■ INPUT ROWS
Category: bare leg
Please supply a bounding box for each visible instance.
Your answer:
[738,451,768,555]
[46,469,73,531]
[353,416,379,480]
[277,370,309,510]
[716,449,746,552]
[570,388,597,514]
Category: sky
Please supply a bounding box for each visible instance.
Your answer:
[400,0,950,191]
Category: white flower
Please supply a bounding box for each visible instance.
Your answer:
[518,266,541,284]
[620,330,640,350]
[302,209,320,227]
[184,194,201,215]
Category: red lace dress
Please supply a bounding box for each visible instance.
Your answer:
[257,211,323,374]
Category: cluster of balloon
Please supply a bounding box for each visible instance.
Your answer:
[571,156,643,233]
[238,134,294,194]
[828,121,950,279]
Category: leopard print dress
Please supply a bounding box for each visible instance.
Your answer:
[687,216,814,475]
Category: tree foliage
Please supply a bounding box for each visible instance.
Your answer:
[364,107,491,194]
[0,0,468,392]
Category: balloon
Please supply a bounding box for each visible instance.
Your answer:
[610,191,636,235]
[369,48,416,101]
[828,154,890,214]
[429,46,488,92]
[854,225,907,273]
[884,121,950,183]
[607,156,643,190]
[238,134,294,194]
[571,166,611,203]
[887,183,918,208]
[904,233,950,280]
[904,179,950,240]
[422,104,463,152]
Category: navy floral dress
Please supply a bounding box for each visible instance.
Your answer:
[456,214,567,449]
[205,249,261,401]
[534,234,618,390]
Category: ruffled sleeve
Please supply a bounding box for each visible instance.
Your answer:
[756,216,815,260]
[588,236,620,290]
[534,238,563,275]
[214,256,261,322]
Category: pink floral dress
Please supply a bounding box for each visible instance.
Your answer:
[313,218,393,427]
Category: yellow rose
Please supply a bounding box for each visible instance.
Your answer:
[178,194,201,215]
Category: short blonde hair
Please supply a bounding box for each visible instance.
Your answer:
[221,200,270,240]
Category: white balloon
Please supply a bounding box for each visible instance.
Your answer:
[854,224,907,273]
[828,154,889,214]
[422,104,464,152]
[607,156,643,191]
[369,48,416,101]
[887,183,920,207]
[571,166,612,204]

■ TASK
Reproduce the data from its beginning up to and including the line with "[828,121,950,279]". Keep every request unchanged, and multiply each bounding box coordinate in the answers by 0.65, rounding to whole numbers with halves rounded up.

■ SOLUTION
Category: bare leg
Please supply a bounding box for each visible instance.
Your answer:
[480,293,499,361]
[30,305,47,345]
[229,270,246,312]
[180,241,201,332]
[465,292,485,359]
[371,252,388,334]
Category: sky
Please supply a bounding box for each visible instance.
Your answer:
[260,0,618,124]
Category: white flower
Please supply a bounding box for each visible instance.
Your answer:
[337,173,352,185]
[403,215,416,228]
[196,136,208,148]
[120,126,131,140]
Category: red lace dress
Please supply a bounding box for each visible instance.
Your answer:
[167,137,210,243]
Category: cluster of balloon
Please supply a bounding box for each visible instance.
Your answer:
[371,101,418,151]
[155,87,191,126]
[538,79,618,181]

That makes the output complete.